**AIM:** Copy out all of the rows below word for word, leaving out the pictures.

**SUPPLIED MATERIAL:**

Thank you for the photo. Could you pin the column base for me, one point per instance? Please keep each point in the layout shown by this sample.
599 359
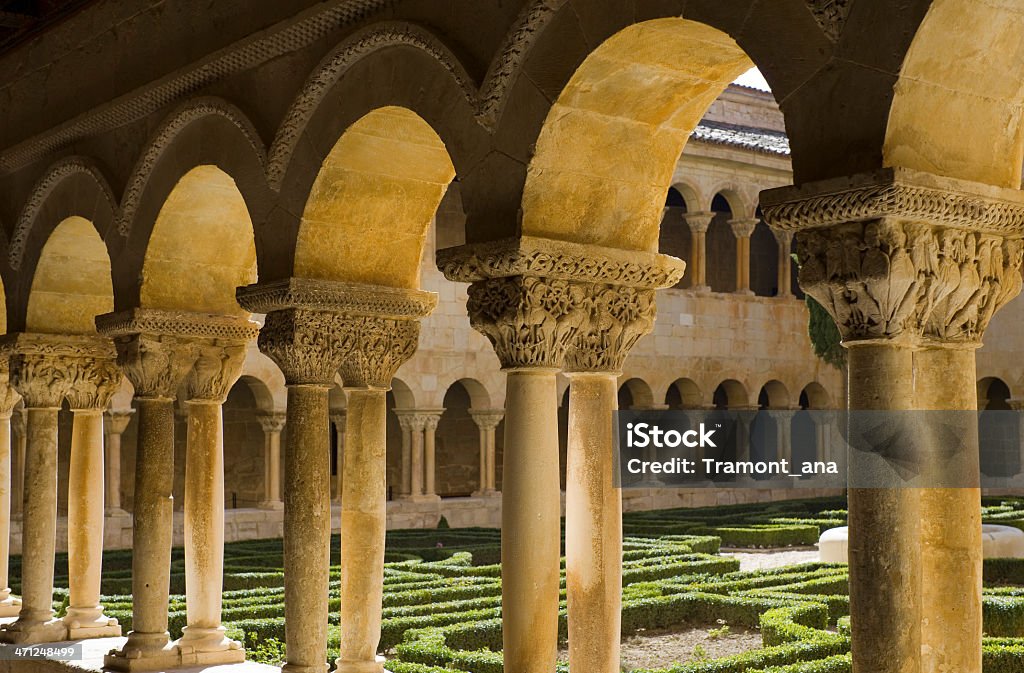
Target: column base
81 628
132 659
22 633
348 666
271 504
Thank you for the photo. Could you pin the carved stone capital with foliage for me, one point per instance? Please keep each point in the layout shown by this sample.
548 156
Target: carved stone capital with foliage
538 300
47 368
905 266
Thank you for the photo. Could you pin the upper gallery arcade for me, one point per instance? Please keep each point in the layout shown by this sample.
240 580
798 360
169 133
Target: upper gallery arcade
170 170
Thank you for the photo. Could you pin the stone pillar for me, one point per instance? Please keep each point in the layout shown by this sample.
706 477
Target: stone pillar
312 329
911 266
90 392
530 297
619 317
486 420
115 423
384 342
156 363
42 371
9 605
429 458
784 240
272 423
338 423
742 228
217 368
698 223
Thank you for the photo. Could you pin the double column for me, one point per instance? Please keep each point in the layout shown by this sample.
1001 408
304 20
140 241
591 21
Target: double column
46 370
486 421
314 329
911 266
532 298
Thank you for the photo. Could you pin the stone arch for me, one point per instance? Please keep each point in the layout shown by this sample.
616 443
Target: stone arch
638 392
74 185
349 229
815 396
71 283
964 70
773 394
730 393
201 247
684 393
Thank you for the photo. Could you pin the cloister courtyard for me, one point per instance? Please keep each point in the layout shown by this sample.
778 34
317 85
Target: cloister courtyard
316 316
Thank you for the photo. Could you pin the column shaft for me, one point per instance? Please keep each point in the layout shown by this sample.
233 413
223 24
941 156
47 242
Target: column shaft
884 537
950 532
530 522
307 529
85 529
593 527
364 523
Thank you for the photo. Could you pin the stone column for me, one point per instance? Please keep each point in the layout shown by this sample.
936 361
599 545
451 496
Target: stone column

**WRITTEN ANSWER:**
Thank you for the photo. Could you pin the column base for me, one point per instance? Please keep each point in the layout shown by this sample.
599 359
Target: column base
81 628
132 659
22 633
348 666
271 504
Thank you for the photo. Could you pin the carved stone capital with foliage for me, one point per instance? Please keep each point in the layout shown by this sample.
548 156
Target: carved stone capital with foliage
538 300
47 368
905 266
Thank you for the photo. Could you pin the upper gallery arcade for me, one point per instance? Please keep each point in the layout shown by this sample.
240 580
798 360
169 133
Target: upper gallery arcade
170 170
Thank you for the photo. Could you pin the stone pillar for me, one point per instance? Please keep each point in the layout shown by this sample.
706 477
Target: stone pillar
312 329
911 266
90 392
530 297
619 317
486 420
115 423
384 342
156 363
42 371
9 605
429 458
784 240
272 423
338 423
742 228
217 368
698 223
Thank you for the photo. Could you pin the double column for me, one point per instance? Please keep each point in the layout shown by this sample.
1001 408
304 20
140 241
591 21
Target: double column
46 370
486 421
314 329
911 266
532 298
Thank you for the photo. Could you pin the stone arch for me, one point per instance? Please keep each point in the layout shown by this sample.
616 443
Target: stone arch
638 392
74 185
349 229
815 396
71 283
964 70
773 394
730 393
201 247
684 393
Thank you for the photo. Could you pin the cloister courtyard for me, one point per instance? Please keep each point in the layout shown by this sample.
778 34
317 85
Target: cloister courtyard
316 316
Thank you for the photo. Could you pin the column shaft for me, one point per instance? Please keep each point in the layout shown by this sample.
233 413
223 24
941 156
47 242
Target: column shaft
884 537
950 532
530 522
307 529
85 529
593 527
364 523
Thank you for the photo. Could you pin the stone column for me, one point per instance? Please keep each point in the layout shown by this sample.
936 361
599 545
451 496
Target: stone column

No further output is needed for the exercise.